======== Supplied information ========

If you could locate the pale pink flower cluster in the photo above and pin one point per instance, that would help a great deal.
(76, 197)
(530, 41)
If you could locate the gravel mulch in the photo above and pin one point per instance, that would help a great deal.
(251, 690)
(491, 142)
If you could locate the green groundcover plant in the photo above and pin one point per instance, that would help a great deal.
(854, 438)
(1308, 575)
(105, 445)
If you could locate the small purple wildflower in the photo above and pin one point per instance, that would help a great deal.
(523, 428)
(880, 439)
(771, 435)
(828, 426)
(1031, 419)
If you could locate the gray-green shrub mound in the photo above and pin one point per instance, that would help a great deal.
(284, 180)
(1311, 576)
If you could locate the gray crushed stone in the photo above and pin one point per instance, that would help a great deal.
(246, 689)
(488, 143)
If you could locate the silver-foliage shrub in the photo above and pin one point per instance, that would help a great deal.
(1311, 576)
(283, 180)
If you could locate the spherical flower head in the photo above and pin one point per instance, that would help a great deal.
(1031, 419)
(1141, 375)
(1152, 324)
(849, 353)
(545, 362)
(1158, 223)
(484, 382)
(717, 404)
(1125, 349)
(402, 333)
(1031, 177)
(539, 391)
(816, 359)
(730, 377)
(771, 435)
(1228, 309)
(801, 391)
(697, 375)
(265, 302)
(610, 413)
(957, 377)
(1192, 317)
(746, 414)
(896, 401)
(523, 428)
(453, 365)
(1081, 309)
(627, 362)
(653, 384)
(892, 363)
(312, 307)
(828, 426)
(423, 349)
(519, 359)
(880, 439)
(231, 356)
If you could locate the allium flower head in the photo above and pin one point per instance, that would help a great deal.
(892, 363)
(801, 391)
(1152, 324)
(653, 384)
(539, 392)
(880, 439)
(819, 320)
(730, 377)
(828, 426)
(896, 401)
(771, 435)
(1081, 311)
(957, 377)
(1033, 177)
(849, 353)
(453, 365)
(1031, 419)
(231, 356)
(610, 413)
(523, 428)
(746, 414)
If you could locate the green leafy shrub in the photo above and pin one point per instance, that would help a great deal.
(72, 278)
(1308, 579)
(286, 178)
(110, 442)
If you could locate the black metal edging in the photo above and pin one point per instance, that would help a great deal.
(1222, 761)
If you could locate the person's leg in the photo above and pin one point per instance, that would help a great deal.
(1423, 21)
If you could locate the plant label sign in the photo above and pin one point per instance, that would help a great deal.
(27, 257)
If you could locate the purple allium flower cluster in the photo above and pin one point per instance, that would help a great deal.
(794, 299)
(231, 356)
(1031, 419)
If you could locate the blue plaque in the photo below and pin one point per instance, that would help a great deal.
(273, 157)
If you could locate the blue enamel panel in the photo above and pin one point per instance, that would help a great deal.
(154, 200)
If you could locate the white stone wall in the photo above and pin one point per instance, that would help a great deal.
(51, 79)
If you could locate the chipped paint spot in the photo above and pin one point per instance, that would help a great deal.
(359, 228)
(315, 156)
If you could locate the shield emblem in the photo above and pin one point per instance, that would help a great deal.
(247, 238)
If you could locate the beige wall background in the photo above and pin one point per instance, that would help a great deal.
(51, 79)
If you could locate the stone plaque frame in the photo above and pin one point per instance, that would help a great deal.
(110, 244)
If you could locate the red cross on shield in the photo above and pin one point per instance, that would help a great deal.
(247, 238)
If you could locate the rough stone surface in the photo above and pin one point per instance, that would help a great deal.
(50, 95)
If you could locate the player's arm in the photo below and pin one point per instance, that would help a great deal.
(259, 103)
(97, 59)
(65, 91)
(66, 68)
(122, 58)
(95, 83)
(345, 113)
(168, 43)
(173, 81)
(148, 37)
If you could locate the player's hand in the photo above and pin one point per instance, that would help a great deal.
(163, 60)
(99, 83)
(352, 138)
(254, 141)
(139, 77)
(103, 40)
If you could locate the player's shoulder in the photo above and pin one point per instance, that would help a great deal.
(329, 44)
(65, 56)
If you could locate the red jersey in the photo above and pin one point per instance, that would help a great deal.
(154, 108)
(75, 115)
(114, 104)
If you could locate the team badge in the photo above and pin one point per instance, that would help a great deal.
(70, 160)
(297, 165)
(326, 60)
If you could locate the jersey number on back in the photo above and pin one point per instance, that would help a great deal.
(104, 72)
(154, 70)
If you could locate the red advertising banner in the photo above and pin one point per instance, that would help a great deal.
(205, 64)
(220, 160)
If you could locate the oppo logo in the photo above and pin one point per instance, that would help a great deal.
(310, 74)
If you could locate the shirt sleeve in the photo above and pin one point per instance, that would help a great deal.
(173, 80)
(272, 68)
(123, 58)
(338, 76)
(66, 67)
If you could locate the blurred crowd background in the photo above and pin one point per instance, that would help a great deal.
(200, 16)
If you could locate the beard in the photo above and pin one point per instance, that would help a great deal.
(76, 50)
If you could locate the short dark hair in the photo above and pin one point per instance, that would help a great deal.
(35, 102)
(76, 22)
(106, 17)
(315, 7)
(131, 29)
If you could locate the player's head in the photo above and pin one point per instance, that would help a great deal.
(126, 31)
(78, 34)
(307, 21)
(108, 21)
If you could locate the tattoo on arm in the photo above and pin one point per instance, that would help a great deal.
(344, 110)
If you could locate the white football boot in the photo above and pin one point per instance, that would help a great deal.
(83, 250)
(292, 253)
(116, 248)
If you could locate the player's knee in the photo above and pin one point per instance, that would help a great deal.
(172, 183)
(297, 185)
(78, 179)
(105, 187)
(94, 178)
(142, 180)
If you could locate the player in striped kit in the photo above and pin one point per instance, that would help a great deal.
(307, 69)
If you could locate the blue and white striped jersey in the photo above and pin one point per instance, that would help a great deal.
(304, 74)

========
======== Supplied information ========

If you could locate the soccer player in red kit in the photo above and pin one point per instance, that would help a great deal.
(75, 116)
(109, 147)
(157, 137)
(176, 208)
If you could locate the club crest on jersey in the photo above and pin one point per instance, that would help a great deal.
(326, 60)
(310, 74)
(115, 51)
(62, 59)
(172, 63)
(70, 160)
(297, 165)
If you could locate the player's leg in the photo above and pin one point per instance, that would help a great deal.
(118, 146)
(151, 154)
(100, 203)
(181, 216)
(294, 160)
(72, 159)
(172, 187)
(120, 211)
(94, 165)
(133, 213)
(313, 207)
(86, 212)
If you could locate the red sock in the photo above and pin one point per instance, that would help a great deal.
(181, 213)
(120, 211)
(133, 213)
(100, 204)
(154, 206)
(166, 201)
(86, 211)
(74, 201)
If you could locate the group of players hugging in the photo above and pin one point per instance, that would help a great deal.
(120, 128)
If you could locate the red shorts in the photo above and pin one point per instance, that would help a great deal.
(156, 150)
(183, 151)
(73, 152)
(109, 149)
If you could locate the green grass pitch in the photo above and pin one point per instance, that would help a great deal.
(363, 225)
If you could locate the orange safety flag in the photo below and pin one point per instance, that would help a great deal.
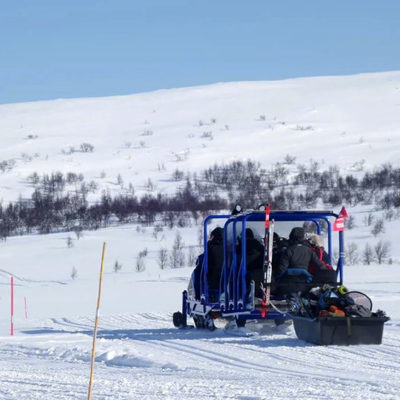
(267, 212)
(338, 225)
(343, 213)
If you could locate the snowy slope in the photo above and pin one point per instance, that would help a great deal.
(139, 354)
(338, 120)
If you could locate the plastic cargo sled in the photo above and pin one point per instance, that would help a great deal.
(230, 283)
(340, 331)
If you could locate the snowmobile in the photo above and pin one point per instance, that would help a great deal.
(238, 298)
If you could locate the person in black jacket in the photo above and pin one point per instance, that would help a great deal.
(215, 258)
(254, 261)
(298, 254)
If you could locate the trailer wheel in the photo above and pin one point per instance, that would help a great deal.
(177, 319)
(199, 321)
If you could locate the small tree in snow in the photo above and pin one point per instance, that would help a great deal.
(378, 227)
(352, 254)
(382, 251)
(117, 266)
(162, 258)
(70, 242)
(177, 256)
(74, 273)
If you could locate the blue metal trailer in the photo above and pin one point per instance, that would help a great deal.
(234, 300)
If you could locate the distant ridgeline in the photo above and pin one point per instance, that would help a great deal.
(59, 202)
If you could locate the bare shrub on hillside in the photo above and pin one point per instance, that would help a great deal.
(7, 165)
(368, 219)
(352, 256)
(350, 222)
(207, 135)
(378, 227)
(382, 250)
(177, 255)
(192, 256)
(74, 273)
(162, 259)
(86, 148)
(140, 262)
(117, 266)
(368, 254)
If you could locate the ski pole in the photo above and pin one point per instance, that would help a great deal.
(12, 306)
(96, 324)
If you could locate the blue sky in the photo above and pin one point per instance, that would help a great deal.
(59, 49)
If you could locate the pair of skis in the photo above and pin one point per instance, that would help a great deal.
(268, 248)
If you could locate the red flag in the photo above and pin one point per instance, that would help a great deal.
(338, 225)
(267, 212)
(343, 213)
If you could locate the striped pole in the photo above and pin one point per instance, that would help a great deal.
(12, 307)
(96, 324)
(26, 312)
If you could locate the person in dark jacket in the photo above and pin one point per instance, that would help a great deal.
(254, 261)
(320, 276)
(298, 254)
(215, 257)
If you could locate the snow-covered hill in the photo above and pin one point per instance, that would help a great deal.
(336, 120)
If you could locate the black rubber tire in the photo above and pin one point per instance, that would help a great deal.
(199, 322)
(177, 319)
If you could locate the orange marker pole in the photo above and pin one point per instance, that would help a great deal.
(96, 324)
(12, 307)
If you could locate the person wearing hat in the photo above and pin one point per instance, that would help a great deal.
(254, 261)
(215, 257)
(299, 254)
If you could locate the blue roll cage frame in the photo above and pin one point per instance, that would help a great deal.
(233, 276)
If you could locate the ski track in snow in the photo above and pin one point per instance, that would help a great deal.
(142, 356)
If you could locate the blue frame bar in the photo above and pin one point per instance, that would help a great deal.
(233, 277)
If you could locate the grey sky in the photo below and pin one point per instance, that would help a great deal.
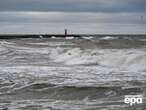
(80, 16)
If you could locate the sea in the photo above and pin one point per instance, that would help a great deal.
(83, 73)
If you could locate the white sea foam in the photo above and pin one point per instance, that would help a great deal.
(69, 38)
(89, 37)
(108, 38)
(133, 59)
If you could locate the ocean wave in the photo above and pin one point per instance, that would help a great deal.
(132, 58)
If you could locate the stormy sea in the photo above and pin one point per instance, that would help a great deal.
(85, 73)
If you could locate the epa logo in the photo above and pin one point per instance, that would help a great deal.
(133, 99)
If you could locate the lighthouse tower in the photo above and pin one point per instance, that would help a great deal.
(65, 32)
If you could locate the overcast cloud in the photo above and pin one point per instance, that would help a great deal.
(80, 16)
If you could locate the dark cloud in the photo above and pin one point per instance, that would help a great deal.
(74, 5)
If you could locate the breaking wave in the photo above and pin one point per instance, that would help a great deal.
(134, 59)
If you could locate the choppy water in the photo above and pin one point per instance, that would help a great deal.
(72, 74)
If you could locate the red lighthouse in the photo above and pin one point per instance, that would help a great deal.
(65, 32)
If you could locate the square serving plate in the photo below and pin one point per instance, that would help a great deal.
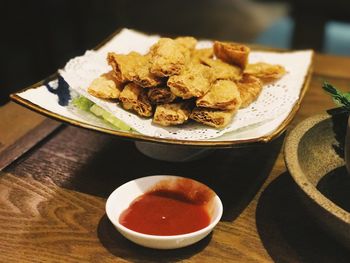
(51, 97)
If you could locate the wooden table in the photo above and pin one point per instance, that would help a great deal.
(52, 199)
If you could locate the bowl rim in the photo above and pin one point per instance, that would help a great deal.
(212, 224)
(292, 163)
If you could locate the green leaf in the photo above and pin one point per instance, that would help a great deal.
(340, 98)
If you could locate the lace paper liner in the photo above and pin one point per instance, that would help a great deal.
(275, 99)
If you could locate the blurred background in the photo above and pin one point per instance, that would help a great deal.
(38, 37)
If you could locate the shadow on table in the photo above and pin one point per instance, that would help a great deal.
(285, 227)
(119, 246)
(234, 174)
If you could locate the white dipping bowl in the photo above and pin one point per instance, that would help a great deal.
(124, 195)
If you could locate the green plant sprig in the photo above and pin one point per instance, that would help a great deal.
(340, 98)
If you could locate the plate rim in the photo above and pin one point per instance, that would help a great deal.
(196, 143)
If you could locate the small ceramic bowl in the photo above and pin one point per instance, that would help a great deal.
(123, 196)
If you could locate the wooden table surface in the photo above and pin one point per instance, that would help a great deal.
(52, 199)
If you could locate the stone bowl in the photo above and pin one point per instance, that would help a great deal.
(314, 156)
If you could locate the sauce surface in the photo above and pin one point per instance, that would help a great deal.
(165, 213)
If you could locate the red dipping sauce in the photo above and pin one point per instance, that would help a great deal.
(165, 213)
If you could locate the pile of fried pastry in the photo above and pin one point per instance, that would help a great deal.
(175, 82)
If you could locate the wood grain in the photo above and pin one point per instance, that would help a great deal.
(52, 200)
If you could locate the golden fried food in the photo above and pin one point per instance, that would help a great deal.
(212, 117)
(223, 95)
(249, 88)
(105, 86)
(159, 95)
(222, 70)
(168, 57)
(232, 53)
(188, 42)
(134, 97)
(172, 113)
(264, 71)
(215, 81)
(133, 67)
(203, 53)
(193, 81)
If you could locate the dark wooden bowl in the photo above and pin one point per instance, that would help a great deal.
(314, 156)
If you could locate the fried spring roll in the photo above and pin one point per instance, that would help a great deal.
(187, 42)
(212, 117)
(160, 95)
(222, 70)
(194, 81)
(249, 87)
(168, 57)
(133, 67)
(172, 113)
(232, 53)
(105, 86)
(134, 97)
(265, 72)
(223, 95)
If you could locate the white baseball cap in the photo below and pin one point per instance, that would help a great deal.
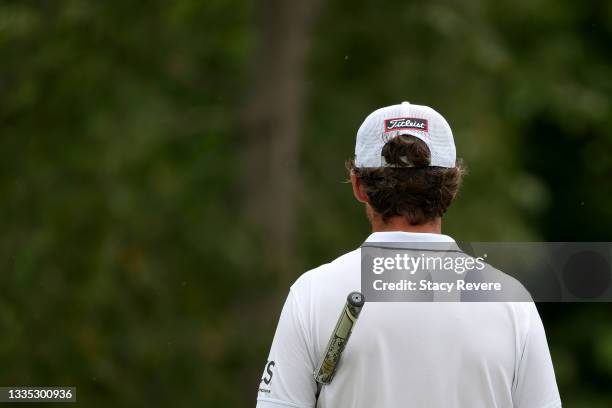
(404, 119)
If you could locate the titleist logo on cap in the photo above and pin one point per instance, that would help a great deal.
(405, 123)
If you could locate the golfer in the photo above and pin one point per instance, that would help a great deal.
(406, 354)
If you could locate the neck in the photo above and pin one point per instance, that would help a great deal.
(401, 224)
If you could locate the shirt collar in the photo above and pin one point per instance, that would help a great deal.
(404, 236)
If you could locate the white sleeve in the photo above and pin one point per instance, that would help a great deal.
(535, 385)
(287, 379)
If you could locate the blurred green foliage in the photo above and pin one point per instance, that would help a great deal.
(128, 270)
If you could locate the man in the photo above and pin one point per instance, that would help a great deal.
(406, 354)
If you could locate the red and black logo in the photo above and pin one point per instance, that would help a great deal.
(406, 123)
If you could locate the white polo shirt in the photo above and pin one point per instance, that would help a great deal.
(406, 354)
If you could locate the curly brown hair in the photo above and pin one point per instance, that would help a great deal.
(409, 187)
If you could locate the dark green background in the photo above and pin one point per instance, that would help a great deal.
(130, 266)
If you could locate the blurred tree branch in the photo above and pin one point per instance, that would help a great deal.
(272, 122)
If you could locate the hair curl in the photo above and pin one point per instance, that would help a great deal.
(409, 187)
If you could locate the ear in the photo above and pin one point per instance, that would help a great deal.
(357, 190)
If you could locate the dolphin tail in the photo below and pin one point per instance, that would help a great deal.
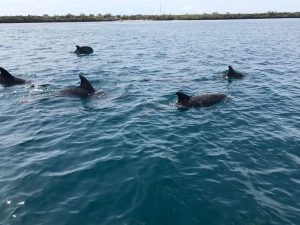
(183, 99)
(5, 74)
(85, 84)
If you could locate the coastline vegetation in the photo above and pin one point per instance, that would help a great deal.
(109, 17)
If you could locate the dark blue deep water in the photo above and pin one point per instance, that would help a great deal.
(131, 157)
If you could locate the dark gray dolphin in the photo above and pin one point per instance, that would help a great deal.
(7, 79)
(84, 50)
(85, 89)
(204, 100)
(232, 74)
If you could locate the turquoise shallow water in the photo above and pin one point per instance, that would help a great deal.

========

§ **Request**
List every line in the records above that contains the string "orange", copying each line in full. Case counts.

§ **Result for this task**
If you could locate the orange safety flag in the photo below and pin one point per instance, that would help a great deal.
If you could locate the orange marker pole in the photo above and pin one point per instance, that would help a great deal.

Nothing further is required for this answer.